**Work task:** All lines from the one that mentions "positive clicks: (807, 688)" through the last of the entries below must be copied exactly, with both ends kept.

--- Data for review Enclosed Below ---

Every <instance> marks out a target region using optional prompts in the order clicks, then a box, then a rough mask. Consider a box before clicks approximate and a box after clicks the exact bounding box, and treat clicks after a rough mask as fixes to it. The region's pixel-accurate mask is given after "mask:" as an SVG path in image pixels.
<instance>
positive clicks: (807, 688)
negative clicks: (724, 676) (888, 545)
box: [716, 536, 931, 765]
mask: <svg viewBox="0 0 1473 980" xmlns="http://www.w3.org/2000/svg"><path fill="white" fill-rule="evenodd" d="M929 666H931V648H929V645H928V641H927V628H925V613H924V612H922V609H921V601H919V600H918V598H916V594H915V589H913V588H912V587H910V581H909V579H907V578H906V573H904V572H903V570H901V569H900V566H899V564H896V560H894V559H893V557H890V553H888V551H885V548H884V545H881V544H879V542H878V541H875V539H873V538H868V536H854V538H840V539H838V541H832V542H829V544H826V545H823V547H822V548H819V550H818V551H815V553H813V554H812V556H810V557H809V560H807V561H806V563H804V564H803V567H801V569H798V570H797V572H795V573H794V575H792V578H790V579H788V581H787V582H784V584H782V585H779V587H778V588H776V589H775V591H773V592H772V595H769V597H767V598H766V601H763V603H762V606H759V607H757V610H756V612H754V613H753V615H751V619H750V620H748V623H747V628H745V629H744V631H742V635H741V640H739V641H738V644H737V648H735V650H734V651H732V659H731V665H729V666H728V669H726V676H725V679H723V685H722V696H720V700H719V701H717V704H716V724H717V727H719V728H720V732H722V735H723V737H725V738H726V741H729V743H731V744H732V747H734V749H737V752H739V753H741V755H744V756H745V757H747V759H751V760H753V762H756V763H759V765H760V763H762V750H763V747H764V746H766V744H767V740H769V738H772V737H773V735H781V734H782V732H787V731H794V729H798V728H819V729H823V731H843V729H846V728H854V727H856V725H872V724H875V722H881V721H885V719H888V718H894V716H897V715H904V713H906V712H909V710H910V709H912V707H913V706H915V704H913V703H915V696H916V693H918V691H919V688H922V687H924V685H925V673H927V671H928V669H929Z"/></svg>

--- End of Enclosed Data for review ---

**Output:**
positive clicks: (807, 688)
negative clicks: (724, 676) (888, 545)
box: [716, 536, 931, 765]
mask: <svg viewBox="0 0 1473 980" xmlns="http://www.w3.org/2000/svg"><path fill="white" fill-rule="evenodd" d="M929 666H931V648H929V645H928V641H927V628H925V613H924V612H922V609H921V601H919V600H918V598H916V594H915V589H913V588H912V587H910V581H909V579H907V578H906V573H904V572H903V570H901V569H900V566H899V564H896V560H894V559H893V557H890V553H888V551H885V548H884V545H881V544H879V542H878V541H875V539H873V538H868V536H854V538H840V539H838V541H832V542H829V544H826V545H823V547H822V548H819V550H818V551H815V553H813V554H812V556H810V557H809V560H807V561H806V563H804V564H803V567H801V569H798V570H797V572H795V573H794V575H792V578H790V579H788V581H787V582H784V584H782V585H779V587H778V588H776V589H775V591H773V592H772V595H769V597H767V598H766V601H763V603H762V606H759V607H757V610H756V612H754V613H753V615H751V619H750V620H748V623H747V628H745V629H744V631H742V635H741V640H739V641H738V644H737V648H735V650H734V651H732V659H731V665H729V666H728V669H726V676H725V679H723V685H722V696H720V700H719V701H717V704H716V724H717V727H719V728H720V732H722V735H723V737H725V738H726V741H729V743H731V744H732V747H734V749H737V752H739V753H741V755H744V756H745V757H747V759H751V760H753V762H756V763H759V765H760V763H762V750H763V747H764V746H766V744H767V740H769V738H772V737H773V735H781V734H782V732H787V731H794V729H798V728H819V729H823V731H843V729H846V728H854V727H856V725H872V724H875V722H881V721H885V719H888V718H894V716H897V715H904V713H906V712H909V710H910V709H912V707H913V706H915V704H913V703H915V696H916V693H918V691H919V688H922V687H924V685H925V673H927V671H928V669H929Z"/></svg>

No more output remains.